[Dataset rows]
--------------------------------

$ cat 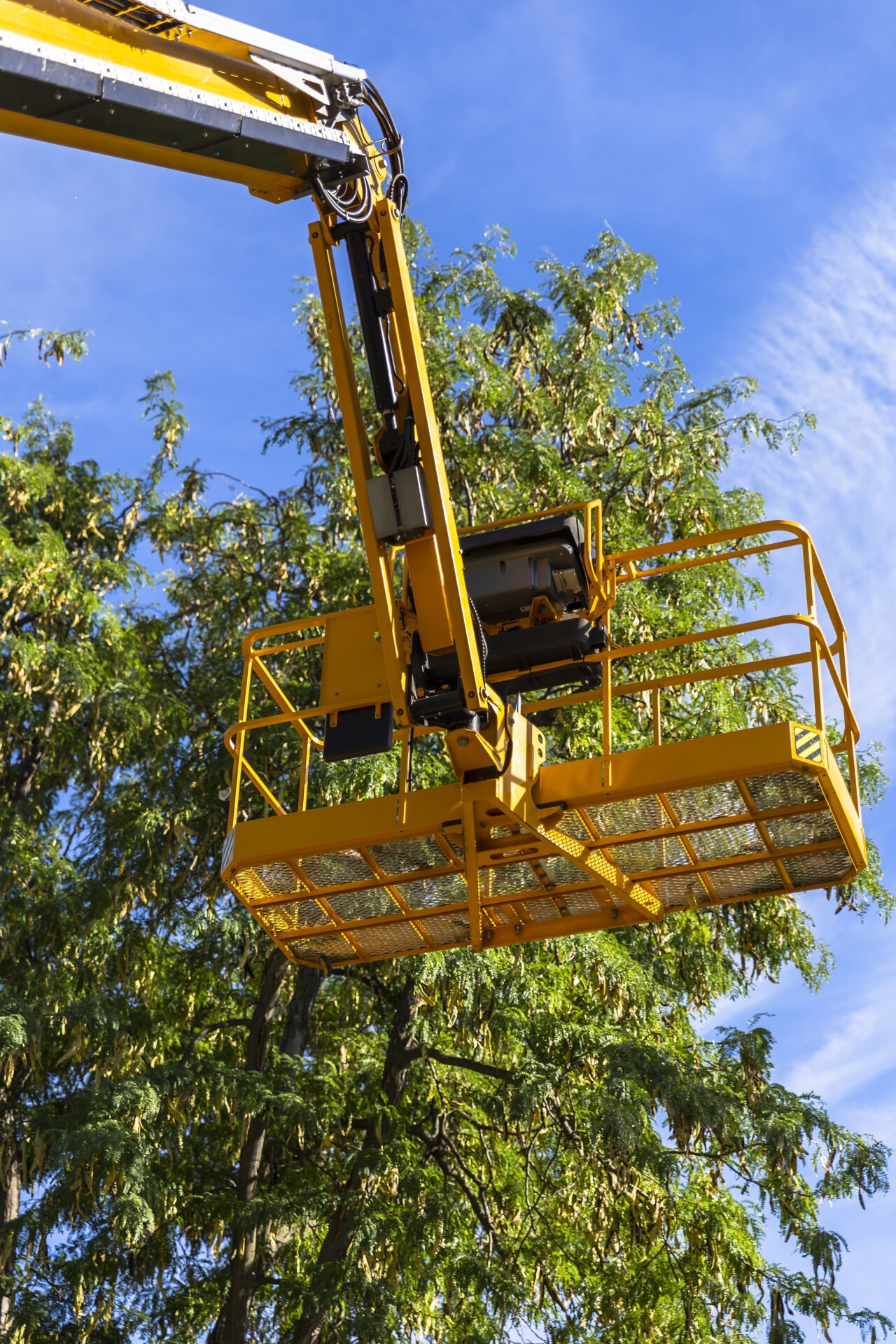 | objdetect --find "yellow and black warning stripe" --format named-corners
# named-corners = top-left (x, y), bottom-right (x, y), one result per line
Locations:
top-left (794, 724), bottom-right (823, 764)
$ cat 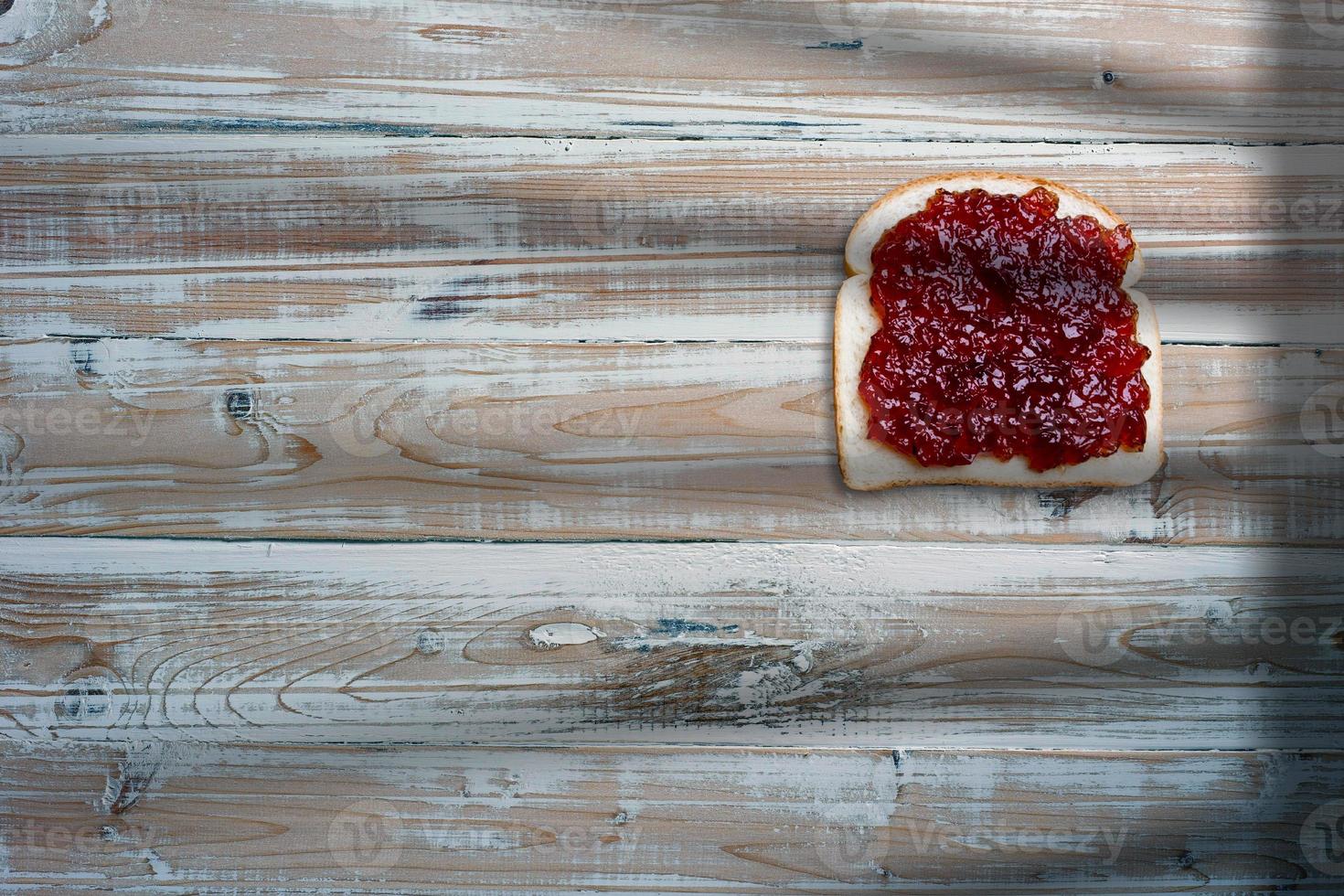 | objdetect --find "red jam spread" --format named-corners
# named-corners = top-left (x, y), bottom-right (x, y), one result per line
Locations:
top-left (859, 187), bottom-right (1149, 472)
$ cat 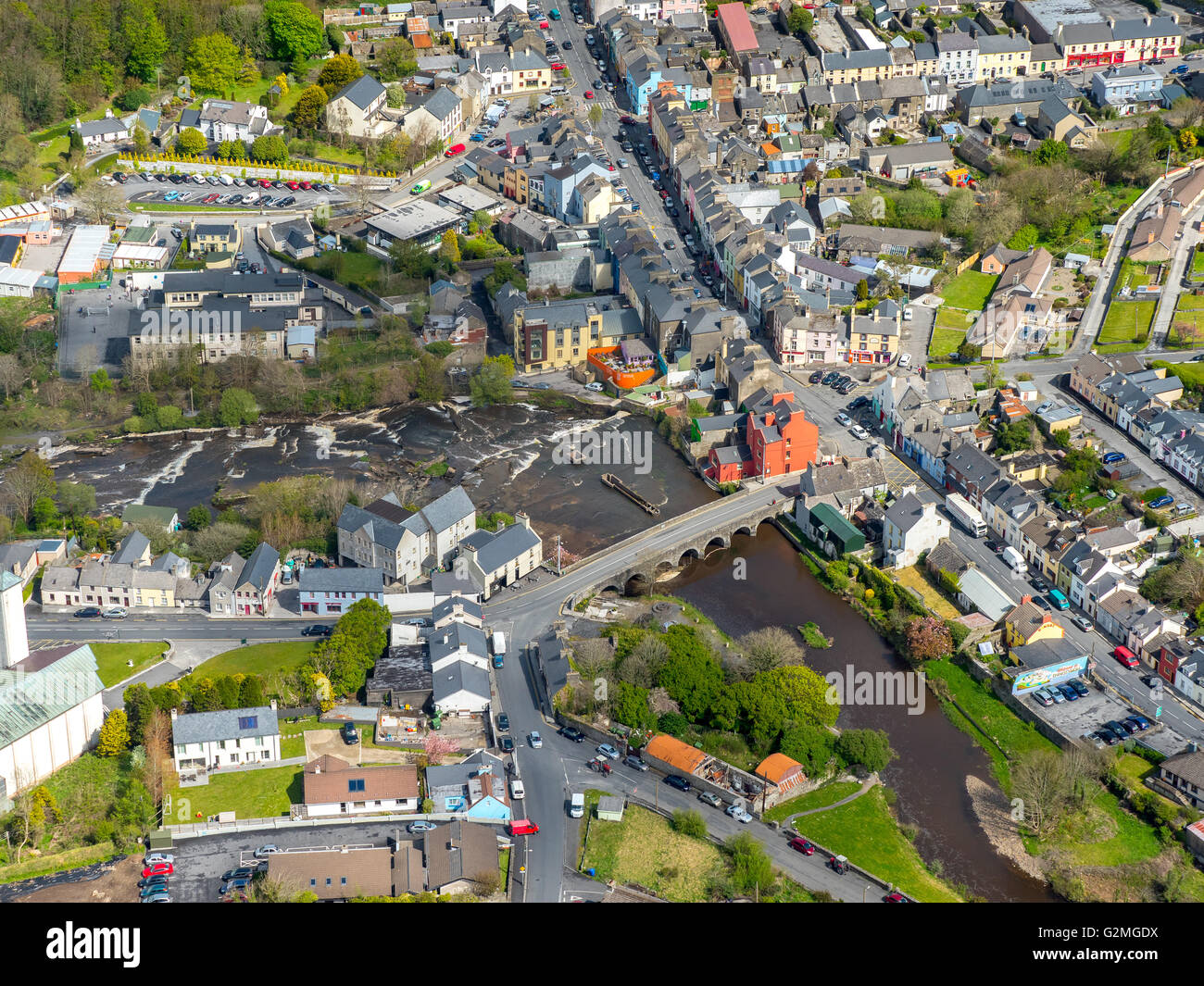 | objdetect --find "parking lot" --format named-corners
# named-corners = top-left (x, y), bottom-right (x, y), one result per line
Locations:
top-left (118, 172), bottom-right (345, 211)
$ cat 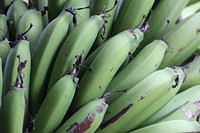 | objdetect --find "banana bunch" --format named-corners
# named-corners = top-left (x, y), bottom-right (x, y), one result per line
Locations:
top-left (0, 0), bottom-right (200, 133)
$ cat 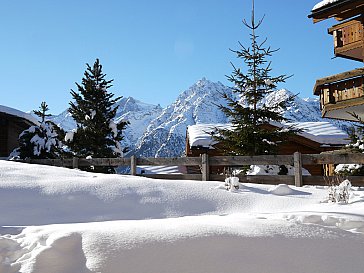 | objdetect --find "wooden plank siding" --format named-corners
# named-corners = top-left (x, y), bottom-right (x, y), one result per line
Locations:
top-left (328, 16), bottom-right (364, 62)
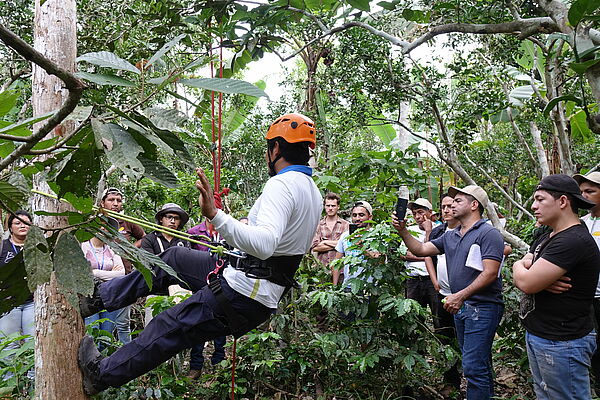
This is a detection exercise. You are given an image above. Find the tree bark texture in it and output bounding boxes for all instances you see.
[32,0,88,400]
[529,122,550,178]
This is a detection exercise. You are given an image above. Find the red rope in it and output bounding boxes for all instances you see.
[231,338,237,400]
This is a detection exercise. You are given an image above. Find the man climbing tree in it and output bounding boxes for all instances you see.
[79,114,322,394]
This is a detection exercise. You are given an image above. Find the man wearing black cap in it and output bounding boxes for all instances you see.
[513,174,600,399]
[142,203,190,254]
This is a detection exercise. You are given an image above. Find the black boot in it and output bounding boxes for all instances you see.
[77,335,107,396]
[79,279,106,318]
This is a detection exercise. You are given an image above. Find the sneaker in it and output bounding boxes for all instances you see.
[79,279,106,318]
[77,335,106,396]
[186,369,202,380]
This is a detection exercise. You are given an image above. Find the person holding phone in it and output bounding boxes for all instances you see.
[392,185,504,400]
[332,201,376,285]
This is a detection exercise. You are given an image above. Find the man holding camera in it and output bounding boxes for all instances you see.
[392,185,504,400]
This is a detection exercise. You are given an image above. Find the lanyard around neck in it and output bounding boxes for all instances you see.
[90,242,106,270]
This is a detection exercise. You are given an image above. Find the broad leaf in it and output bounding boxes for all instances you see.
[0,181,27,210]
[75,72,135,86]
[139,156,179,188]
[92,119,144,180]
[569,58,600,75]
[179,78,269,99]
[146,33,185,68]
[144,107,187,131]
[53,133,102,203]
[23,225,52,292]
[0,90,20,117]
[368,115,396,147]
[54,232,94,309]
[346,0,371,11]
[568,0,600,26]
[544,94,581,116]
[569,109,594,143]
[0,111,54,134]
[77,51,140,75]
[0,252,31,315]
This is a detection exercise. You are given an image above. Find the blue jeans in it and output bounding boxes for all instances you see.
[525,331,596,400]
[190,336,227,370]
[454,302,504,400]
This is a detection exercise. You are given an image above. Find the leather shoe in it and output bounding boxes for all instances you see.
[186,369,202,380]
[77,335,107,396]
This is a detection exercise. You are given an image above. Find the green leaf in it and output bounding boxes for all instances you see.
[0,252,31,315]
[0,111,54,136]
[0,90,20,117]
[145,33,186,68]
[139,156,179,189]
[0,181,27,211]
[53,131,102,202]
[179,78,269,99]
[347,0,371,11]
[53,232,94,310]
[76,51,140,75]
[543,94,581,117]
[569,109,594,143]
[569,58,600,75]
[23,225,52,292]
[0,142,15,158]
[568,0,600,26]
[92,118,144,180]
[402,8,430,24]
[144,107,187,132]
[75,72,135,86]
[368,115,396,147]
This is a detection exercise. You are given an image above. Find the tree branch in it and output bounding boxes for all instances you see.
[0,24,85,171]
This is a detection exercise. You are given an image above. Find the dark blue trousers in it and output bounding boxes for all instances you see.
[99,246,274,387]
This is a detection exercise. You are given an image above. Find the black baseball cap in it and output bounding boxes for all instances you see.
[535,174,596,209]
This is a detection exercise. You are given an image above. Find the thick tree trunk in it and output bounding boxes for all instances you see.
[32,0,88,400]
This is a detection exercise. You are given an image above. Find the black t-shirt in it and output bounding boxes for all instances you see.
[519,225,600,340]
[0,239,23,267]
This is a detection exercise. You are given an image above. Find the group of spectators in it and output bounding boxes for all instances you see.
[311,172,600,400]
[0,188,247,379]
[0,172,600,399]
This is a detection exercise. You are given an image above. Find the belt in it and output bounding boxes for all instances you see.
[408,275,429,281]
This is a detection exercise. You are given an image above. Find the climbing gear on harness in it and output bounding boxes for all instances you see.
[206,258,248,338]
[266,113,317,149]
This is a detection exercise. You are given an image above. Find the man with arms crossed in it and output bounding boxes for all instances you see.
[392,185,504,400]
[310,192,349,277]
[513,174,600,400]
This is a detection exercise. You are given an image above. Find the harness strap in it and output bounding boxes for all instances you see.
[206,259,248,338]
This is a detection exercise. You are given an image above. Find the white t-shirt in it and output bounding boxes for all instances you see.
[581,214,600,298]
[211,171,323,308]
[404,225,429,276]
[437,228,454,296]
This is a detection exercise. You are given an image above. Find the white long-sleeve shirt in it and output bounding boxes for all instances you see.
[211,171,323,308]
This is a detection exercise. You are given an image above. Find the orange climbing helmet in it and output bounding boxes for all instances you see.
[266,113,317,149]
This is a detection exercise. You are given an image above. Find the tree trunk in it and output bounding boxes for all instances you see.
[31,0,88,400]
[529,122,550,178]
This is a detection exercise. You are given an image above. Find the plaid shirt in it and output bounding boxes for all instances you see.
[310,216,349,265]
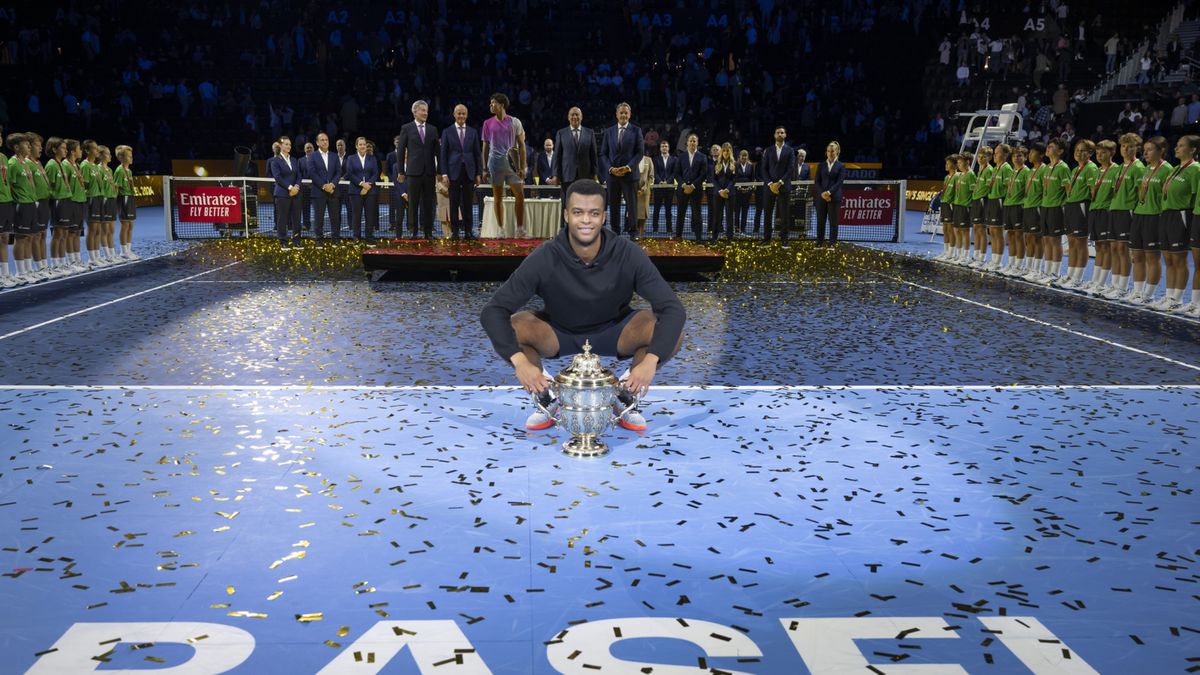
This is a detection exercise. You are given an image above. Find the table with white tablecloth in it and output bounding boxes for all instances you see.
[479,197,562,239]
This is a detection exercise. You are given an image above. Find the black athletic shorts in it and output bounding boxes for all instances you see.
[37,197,54,228]
[1129,214,1159,251]
[0,202,17,233]
[1087,209,1112,241]
[1109,209,1133,241]
[12,202,38,234]
[1021,207,1042,234]
[983,199,1004,227]
[118,195,138,220]
[1042,207,1067,237]
[971,197,988,225]
[534,310,637,358]
[1156,209,1192,252]
[1062,202,1087,237]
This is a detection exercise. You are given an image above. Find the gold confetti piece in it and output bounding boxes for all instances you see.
[228,610,266,619]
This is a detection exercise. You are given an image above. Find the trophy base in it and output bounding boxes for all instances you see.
[563,435,608,458]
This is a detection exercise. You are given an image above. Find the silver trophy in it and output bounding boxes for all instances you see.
[533,341,637,458]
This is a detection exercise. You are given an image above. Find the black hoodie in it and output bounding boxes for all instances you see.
[479,228,686,363]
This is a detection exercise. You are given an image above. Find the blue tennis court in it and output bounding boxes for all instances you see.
[0,228,1200,674]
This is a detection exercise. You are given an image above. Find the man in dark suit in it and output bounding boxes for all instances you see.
[550,108,600,223]
[733,150,755,234]
[396,101,438,239]
[674,133,708,241]
[438,103,484,239]
[762,126,796,243]
[814,141,846,246]
[536,138,556,185]
[600,103,643,239]
[308,131,342,241]
[650,141,676,232]
[346,136,379,239]
[383,135,416,239]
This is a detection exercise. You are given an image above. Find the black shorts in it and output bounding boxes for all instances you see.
[37,197,54,228]
[983,199,1004,227]
[1156,209,1192,252]
[88,197,104,221]
[1087,209,1111,241]
[1062,202,1087,237]
[118,195,138,220]
[1129,214,1159,251]
[1109,209,1133,241]
[971,197,988,225]
[1042,207,1067,237]
[954,204,971,228]
[0,202,17,234]
[1021,207,1042,234]
[534,310,637,358]
[12,202,38,234]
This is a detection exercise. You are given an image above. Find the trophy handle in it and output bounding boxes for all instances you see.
[529,384,562,424]
[608,396,642,425]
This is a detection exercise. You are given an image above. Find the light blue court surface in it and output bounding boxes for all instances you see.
[0,219,1200,674]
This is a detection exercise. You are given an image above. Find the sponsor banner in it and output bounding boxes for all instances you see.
[838,187,899,226]
[175,185,241,222]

--------------------------------

# What is asked
Extract every line of the data above that contains the string "harness", treating uppercase and lowercase as different.

# Solution for this task
This is a detection exercise. You are given an image above. Find the climbing gear on harness in it and output bounding boxes for all instances you see.
This is a detection exercise. You are given an image above. Find the harness strap in it and output bounding boxes for all instances you see.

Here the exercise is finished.